TASK REQUIREMENTS
Return the lines below exactly, starting with the line that contains "mark: the chain link fence" and stopping after the last line.
___ GIVEN INFORMATION ___
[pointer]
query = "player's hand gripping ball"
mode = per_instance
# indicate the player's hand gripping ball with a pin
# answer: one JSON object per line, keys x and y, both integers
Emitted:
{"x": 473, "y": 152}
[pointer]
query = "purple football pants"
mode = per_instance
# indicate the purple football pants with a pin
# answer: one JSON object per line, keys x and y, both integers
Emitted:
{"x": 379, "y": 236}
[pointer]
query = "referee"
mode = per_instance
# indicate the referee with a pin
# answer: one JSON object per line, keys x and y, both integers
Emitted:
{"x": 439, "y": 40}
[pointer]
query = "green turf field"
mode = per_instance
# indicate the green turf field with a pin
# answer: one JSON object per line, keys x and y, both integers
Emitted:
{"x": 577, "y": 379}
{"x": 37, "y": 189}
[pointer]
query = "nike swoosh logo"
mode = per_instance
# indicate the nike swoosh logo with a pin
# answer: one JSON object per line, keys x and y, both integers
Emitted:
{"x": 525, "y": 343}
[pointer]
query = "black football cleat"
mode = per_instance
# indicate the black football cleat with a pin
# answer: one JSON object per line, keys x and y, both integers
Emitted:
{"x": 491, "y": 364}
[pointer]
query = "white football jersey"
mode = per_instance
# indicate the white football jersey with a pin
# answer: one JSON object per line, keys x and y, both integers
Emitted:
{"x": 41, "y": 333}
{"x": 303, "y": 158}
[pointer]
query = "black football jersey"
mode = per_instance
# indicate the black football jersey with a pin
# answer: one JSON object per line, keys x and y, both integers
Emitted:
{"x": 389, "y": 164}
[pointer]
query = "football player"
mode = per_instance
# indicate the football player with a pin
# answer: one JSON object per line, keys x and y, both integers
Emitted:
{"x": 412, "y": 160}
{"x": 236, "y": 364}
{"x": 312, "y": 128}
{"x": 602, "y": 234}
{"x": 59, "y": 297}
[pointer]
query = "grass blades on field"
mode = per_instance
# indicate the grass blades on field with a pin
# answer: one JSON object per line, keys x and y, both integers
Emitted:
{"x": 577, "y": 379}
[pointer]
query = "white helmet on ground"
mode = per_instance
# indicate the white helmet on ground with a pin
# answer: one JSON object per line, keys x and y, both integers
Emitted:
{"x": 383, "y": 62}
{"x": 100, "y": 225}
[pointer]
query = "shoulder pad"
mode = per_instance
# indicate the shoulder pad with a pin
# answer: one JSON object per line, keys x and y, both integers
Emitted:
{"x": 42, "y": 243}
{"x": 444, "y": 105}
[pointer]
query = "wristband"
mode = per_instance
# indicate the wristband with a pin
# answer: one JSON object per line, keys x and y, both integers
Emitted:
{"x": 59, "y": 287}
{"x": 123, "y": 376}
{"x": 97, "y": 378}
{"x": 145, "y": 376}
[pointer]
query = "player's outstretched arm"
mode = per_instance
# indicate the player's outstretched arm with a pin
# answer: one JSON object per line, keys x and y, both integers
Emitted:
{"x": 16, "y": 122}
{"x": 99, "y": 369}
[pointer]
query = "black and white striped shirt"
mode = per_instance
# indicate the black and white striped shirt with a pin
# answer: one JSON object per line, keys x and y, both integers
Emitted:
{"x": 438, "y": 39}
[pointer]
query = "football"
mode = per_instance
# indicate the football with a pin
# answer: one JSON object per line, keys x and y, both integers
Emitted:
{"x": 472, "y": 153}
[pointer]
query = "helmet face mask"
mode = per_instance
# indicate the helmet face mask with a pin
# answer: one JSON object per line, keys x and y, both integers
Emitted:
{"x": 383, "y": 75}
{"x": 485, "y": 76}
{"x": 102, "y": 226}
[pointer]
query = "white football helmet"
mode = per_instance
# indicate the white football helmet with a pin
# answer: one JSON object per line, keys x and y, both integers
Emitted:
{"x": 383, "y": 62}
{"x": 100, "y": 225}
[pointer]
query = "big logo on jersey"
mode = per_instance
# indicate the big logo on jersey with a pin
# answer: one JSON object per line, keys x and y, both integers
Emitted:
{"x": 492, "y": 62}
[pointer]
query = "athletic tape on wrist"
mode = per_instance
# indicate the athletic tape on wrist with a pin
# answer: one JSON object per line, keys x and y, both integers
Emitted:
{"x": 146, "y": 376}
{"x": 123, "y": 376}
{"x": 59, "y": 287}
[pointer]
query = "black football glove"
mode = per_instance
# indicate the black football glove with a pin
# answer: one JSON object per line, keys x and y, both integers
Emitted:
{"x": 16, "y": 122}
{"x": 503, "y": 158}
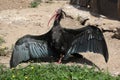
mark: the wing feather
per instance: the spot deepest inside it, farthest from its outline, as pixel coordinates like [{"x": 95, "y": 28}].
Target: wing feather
[
  {"x": 30, "y": 50},
  {"x": 89, "y": 39}
]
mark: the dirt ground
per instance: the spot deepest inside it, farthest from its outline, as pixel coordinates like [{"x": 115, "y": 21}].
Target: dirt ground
[{"x": 18, "y": 21}]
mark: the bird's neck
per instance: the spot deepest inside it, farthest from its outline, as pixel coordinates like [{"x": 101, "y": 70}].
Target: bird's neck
[{"x": 56, "y": 22}]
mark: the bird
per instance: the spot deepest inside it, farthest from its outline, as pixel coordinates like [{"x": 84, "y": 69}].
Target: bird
[{"x": 59, "y": 42}]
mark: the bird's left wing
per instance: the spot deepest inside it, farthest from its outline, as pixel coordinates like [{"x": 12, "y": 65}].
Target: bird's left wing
[
  {"x": 89, "y": 39},
  {"x": 30, "y": 50}
]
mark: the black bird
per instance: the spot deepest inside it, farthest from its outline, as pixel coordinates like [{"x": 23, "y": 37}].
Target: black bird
[{"x": 59, "y": 42}]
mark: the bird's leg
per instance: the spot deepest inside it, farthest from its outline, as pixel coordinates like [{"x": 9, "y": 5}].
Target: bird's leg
[{"x": 60, "y": 60}]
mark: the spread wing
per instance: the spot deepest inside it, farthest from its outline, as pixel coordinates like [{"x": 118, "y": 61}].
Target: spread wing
[
  {"x": 89, "y": 39},
  {"x": 30, "y": 50}
]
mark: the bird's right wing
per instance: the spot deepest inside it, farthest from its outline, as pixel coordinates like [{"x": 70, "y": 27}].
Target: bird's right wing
[
  {"x": 30, "y": 50},
  {"x": 89, "y": 39}
]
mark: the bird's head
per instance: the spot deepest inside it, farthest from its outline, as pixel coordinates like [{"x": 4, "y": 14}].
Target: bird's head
[{"x": 58, "y": 16}]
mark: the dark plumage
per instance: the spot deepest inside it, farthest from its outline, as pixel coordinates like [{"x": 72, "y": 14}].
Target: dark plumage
[{"x": 59, "y": 42}]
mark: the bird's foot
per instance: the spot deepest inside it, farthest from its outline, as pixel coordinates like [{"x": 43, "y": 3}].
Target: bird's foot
[
  {"x": 60, "y": 60},
  {"x": 77, "y": 55}
]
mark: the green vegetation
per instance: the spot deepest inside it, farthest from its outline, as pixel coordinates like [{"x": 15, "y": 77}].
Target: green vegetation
[
  {"x": 3, "y": 50},
  {"x": 35, "y": 3},
  {"x": 54, "y": 72},
  {"x": 1, "y": 41}
]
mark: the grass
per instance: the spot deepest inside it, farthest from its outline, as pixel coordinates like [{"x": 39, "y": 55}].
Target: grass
[
  {"x": 1, "y": 41},
  {"x": 3, "y": 50},
  {"x": 54, "y": 72}
]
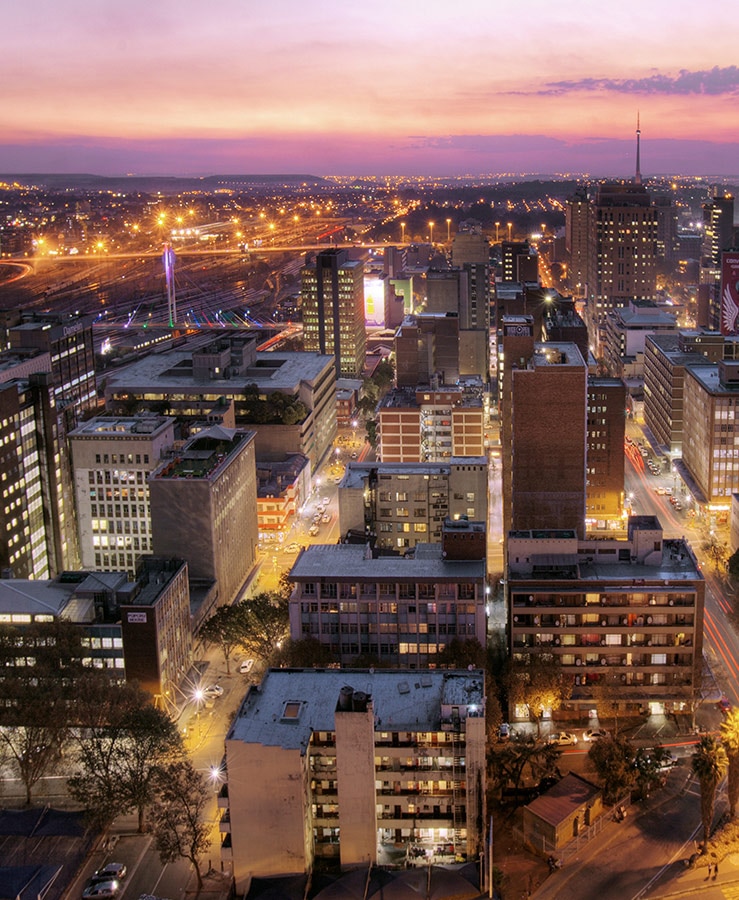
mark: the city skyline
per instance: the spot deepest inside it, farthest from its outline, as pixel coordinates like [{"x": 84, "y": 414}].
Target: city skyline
[{"x": 392, "y": 89}]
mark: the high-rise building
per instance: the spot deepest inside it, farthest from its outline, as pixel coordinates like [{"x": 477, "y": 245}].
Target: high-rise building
[
  {"x": 112, "y": 458},
  {"x": 403, "y": 504},
  {"x": 203, "y": 508},
  {"x": 362, "y": 761},
  {"x": 622, "y": 251},
  {"x": 332, "y": 289},
  {"x": 544, "y": 471},
  {"x": 622, "y": 618},
  {"x": 68, "y": 341}
]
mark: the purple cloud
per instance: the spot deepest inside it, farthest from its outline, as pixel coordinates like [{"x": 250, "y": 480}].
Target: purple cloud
[{"x": 713, "y": 81}]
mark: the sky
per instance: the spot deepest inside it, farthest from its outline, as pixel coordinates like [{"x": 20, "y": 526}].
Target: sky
[{"x": 381, "y": 87}]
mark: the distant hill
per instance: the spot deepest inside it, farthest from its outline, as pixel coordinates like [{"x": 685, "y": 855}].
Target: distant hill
[{"x": 165, "y": 184}]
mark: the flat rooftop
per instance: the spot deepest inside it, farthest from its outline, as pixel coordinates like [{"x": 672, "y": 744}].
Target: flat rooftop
[
  {"x": 290, "y": 704},
  {"x": 349, "y": 562}
]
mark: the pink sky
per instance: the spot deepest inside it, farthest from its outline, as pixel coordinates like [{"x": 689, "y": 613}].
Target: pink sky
[{"x": 401, "y": 87}]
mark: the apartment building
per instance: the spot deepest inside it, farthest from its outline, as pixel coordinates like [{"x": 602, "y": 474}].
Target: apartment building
[
  {"x": 622, "y": 618},
  {"x": 362, "y": 761}
]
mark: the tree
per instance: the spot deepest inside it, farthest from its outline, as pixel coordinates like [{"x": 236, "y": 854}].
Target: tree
[
  {"x": 225, "y": 629},
  {"x": 709, "y": 762},
  {"x": 267, "y": 623},
  {"x": 730, "y": 740},
  {"x": 613, "y": 760},
  {"x": 123, "y": 742},
  {"x": 459, "y": 654},
  {"x": 540, "y": 684},
  {"x": 607, "y": 694},
  {"x": 178, "y": 815},
  {"x": 34, "y": 728}
]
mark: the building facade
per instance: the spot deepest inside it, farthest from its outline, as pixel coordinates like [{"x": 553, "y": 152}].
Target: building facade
[
  {"x": 402, "y": 610},
  {"x": 402, "y": 504},
  {"x": 361, "y": 760},
  {"x": 203, "y": 504},
  {"x": 622, "y": 619},
  {"x": 112, "y": 458},
  {"x": 332, "y": 291}
]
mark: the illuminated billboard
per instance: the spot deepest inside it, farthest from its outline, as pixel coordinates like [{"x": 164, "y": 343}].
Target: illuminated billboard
[
  {"x": 374, "y": 300},
  {"x": 730, "y": 293}
]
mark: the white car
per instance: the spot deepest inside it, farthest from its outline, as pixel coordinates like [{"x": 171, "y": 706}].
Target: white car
[
  {"x": 212, "y": 691},
  {"x": 563, "y": 738}
]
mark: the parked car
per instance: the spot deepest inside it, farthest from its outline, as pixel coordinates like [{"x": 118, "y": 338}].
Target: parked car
[
  {"x": 113, "y": 871},
  {"x": 99, "y": 890},
  {"x": 210, "y": 693},
  {"x": 563, "y": 738},
  {"x": 594, "y": 734}
]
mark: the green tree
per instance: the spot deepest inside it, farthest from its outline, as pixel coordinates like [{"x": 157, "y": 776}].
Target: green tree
[
  {"x": 613, "y": 760},
  {"x": 709, "y": 763},
  {"x": 540, "y": 684},
  {"x": 178, "y": 815},
  {"x": 730, "y": 740}
]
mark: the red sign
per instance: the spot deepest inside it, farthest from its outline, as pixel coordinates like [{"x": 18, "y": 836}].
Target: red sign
[{"x": 730, "y": 293}]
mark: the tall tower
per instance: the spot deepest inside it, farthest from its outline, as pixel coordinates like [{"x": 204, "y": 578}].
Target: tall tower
[{"x": 332, "y": 288}]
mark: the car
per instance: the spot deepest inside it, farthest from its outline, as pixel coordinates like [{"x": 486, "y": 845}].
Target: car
[
  {"x": 563, "y": 738},
  {"x": 210, "y": 693},
  {"x": 101, "y": 889},
  {"x": 112, "y": 871}
]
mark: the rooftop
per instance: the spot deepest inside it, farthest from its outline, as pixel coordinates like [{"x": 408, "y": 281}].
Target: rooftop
[
  {"x": 353, "y": 562},
  {"x": 290, "y": 704}
]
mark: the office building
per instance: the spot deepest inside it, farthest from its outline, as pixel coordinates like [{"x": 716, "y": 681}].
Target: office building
[
  {"x": 112, "y": 458},
  {"x": 622, "y": 251},
  {"x": 401, "y": 610},
  {"x": 332, "y": 291},
  {"x": 710, "y": 448},
  {"x": 606, "y": 430},
  {"x": 203, "y": 504},
  {"x": 432, "y": 423},
  {"x": 544, "y": 385},
  {"x": 69, "y": 342},
  {"x": 287, "y": 399},
  {"x": 362, "y": 762},
  {"x": 623, "y": 619},
  {"x": 400, "y": 505}
]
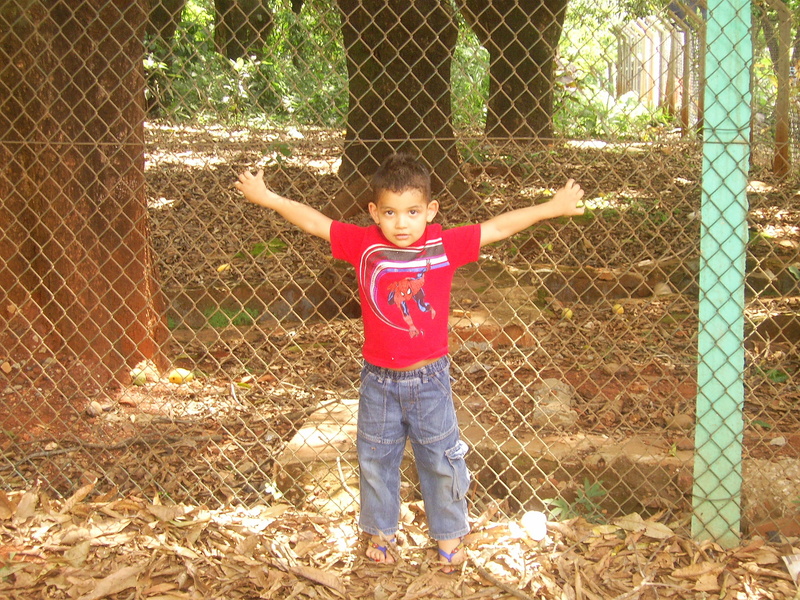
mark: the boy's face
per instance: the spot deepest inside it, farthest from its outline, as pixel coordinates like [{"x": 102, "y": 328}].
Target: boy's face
[{"x": 403, "y": 217}]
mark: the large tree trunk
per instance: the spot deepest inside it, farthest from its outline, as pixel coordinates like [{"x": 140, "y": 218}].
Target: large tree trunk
[
  {"x": 76, "y": 270},
  {"x": 398, "y": 60},
  {"x": 164, "y": 18},
  {"x": 522, "y": 37}
]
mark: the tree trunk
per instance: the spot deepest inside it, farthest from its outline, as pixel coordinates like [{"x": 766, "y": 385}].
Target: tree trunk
[
  {"x": 241, "y": 26},
  {"x": 76, "y": 270},
  {"x": 164, "y": 18},
  {"x": 398, "y": 60},
  {"x": 521, "y": 37}
]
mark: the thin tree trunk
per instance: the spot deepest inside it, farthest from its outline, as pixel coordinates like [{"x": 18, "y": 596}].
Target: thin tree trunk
[{"x": 398, "y": 60}]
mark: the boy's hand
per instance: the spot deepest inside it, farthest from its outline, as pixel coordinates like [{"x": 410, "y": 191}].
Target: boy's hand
[{"x": 566, "y": 200}]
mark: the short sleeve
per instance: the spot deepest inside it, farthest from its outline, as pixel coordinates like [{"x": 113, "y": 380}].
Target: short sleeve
[
  {"x": 346, "y": 241},
  {"x": 462, "y": 244}
]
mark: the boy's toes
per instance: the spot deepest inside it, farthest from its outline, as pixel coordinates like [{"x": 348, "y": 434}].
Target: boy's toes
[
  {"x": 451, "y": 555},
  {"x": 378, "y": 550}
]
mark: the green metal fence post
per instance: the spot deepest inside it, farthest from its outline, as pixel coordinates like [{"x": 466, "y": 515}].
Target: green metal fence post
[{"x": 720, "y": 397}]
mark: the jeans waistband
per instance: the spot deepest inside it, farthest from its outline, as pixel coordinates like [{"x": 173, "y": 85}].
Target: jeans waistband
[{"x": 436, "y": 367}]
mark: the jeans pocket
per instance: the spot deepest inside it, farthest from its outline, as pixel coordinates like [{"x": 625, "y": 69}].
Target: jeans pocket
[{"x": 455, "y": 456}]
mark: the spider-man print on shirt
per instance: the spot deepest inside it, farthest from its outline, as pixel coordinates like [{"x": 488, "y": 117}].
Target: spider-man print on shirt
[{"x": 395, "y": 280}]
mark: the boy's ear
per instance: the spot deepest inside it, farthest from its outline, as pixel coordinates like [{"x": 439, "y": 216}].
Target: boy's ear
[
  {"x": 433, "y": 208},
  {"x": 373, "y": 211}
]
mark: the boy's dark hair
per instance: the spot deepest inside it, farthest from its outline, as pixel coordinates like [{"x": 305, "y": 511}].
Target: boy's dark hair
[{"x": 400, "y": 172}]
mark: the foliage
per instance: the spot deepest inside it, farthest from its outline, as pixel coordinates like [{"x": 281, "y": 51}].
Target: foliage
[
  {"x": 586, "y": 503},
  {"x": 298, "y": 77}
]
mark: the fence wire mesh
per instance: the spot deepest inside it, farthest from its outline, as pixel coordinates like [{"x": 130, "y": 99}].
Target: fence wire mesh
[{"x": 162, "y": 337}]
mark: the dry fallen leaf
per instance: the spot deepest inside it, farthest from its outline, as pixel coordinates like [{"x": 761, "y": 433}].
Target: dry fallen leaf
[
  {"x": 124, "y": 578},
  {"x": 7, "y": 507},
  {"x": 697, "y": 570},
  {"x": 327, "y": 579}
]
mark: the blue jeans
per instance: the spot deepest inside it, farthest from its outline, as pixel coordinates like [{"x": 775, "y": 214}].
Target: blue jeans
[{"x": 418, "y": 405}]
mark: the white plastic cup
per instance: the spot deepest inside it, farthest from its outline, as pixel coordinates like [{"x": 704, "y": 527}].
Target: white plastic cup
[{"x": 535, "y": 525}]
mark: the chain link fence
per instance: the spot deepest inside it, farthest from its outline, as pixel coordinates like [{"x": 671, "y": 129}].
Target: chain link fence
[{"x": 162, "y": 337}]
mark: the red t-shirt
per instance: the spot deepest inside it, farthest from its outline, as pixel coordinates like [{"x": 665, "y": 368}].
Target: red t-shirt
[{"x": 405, "y": 292}]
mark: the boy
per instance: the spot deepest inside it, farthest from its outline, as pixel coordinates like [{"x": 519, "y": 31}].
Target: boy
[{"x": 405, "y": 266}]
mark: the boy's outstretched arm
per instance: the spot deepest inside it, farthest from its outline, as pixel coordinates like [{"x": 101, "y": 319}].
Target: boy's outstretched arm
[
  {"x": 564, "y": 203},
  {"x": 305, "y": 217}
]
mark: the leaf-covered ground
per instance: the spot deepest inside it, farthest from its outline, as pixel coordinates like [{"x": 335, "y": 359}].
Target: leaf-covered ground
[
  {"x": 129, "y": 549},
  {"x": 107, "y": 542}
]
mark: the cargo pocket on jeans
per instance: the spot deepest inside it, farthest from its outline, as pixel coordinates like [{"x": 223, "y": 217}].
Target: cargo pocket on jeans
[{"x": 455, "y": 457}]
___
EXERCISE OUTPUT
mark: the chain link fence
per instance: the spot deepest inside it, farthest from its outline, as pixel coordinates like [{"x": 671, "y": 129}].
Target: chain link fence
[{"x": 162, "y": 337}]
mark: the red t-shirt
per instance: the spot deepest inside it, farthest from its outline, as pixel coordinates like [{"x": 665, "y": 368}].
Target: red t-shirt
[{"x": 405, "y": 292}]
mark: the boy
per instance: the spot deepest inside it, farthest from its outline, as pixel coordinates like [{"x": 519, "y": 31}].
Target: boy
[{"x": 405, "y": 266}]
mark: the boy's outstretched arm
per instance: the spot deepest inside it, farthest from its outline, as pixel coordinates like [{"x": 101, "y": 319}].
Target: boy's outstretched arm
[
  {"x": 564, "y": 203},
  {"x": 305, "y": 217}
]
mark: the leaf-covered ground
per instance: the spot deepest inside it, farthest from its outline, as pixel coordinates like [{"x": 335, "y": 359}].
Target: leaf-covered ground
[
  {"x": 129, "y": 549},
  {"x": 107, "y": 542}
]
mark: the cargo pocket on jeans
per instance: the spot deepest inside it, farthest from its outline, as pixel coordinates like [{"x": 223, "y": 217}].
Target: cargo pocket on jeans
[{"x": 455, "y": 457}]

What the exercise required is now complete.